◆ Source:

Did shoulders today.  Shoulders has to be my weakest body part.  Something about my shoulders cause intense pain (not the kind that doesn't go away, just the latic acid kind).  I am moving up on them though, but it is slow.  C'est la vie... 

Looks like a lot of reading I gotta do on other people's journals.  Mine was almost on the next page 

Just a note I learned today:  Steaming eggs for 15 minutes instead of boiling them makes the shell fall off with ease.


----------



## Leslie (Sep 5, 2002)

> _*Originally posted by EarWax *_
> Just a note I learned today:  Steaming eggs for 15 minutes instead of boiling them makes the shell fall off with ease.



Thanks for the tip Ms. Julia Child

I have no patience to make hard boiled eggs.  I suppose they are good on the run! But the only time I have them is Easter- I dunno why but I am 24 and I still dye easter eggs every year LOL


----------



## EarWax (Sep 5, 2002)

LOL... I never understood the Easter tradition of boiled eggs and chocolate bunnies.  I did them though and loved it as a child.  Now I have Easter every day, minus the chocolate bunnies of course 

By the way, Julia Child rocks!  They took her kitchen recently and put it in the Smithsonian.


----------



## EarWax (Sep 5, 2002)

Breakdown of Summer-->

Before Summer 2002:
Biceps: 16"
Forearm: 12"
Chest: 46"
Thigh: 22"
Calf: 17"

Starting Fall 2002:
Biceps: 16.25"
Forearm: 12.5"
Chest: 46" 
Thigh: 22.5"
Calf: 17"

Hmmm... ok, maybe not too great after the summer.  Probably tighter control on my diet would help.  Definitely, heavier weight on the chest routine is needed.  Looks like my arm routine is working.  And I defintely am lifting heavier weight than the summer as my handy clipboard tells me.  All in all, not too shabby, but could be better.


----------



## Leslie (Sep 5, 2002)

Forearm: 12.5"


----------



## EarWax (Sep 5, 2002)

hahah, yeah, my forearms are a big concentration of mine ever since I found that working them as well helped me lift better.   I wonder if they are considered big?  My brother was freaked out when I visited him in Hawaii.  He started lifting weights now LOL


----------



## EarWax (Sep 6, 2002)

Well, I did the old arm routine.  My workout partner didn't go the last two days, but he did today.  He said his alarm didn't go off two days in a row.  hahaha... like I will believe that one.  

Lifting went pretty well.  Lots of hot women around.  Probably a little too far under my age.   I think they were part of the rowing team or something.

◆ Listing:
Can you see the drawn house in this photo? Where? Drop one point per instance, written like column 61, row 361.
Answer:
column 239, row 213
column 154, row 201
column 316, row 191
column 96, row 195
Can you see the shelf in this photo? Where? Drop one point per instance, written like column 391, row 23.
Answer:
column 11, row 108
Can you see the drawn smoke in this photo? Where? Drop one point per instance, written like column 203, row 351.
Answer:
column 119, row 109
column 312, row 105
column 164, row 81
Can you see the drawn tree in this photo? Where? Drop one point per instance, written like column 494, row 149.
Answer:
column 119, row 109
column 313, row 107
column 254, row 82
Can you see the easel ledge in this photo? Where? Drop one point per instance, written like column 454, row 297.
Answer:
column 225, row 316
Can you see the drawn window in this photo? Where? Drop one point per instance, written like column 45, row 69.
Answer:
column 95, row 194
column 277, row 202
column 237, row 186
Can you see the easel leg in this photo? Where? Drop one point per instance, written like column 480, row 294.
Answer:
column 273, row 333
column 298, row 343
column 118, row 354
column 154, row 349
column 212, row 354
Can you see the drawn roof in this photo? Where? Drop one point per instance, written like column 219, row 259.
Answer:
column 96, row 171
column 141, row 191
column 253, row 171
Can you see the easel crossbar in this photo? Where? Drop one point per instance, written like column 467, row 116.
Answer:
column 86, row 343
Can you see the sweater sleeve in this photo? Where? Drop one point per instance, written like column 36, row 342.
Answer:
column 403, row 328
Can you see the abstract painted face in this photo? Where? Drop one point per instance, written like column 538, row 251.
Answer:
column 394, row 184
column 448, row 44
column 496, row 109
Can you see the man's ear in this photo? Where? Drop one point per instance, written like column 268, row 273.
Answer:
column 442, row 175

◆ The task:
Carry the weightlifting journal thread above forward, starting right after its final sentence about the rowing team.

◆ Reply to the task:
Thought for the day:  If you are 6 years older than a woman you wish to date, are you asking for trouble?  hmmm.. perhaps I should find out


----------



## Leslie (Sep 6, 2002)

"Thought for the day: If you are 6 years older than a woman you wish to date, are you asking for trouble? hmmm.. perhaps I should find out"


That all depends on YOUR age


----------



## EarWax (Sep 6, 2002)

I'm 29, but I would feel like a cradle robber... LOL


----------



## EarWax (Sep 8, 2002)

Did the cardio thingy yesterday.  30 min bike, 15 min treadmill.  

I also watched the wild Bama game.   It was an amazing game full of everything except the win.  I was proud that they didn't give up!


----------



## EarWax (Sep 8, 2002)

Today, did chest workout.  Moved up in weight on everything.  It feels good to be strong   My workout parnet didn't go again today.  This is starting to happen on a consistent basis.  Anyway, I ate at the cafeteria today and a some hot blonde girl sat nearby.


----------



## EarWax (Sep 9, 2002)

Back day today.  Nothing worth mentioning.  I was still up from my teams winning this weekend:

Alabama lost  was proud of them though! 
Green Bay won  check! 
Texans won   check! 
Pete Sampras won  check! 

Thought of the day:  Why me?


----------



## EarWax (Sep 10, 2002)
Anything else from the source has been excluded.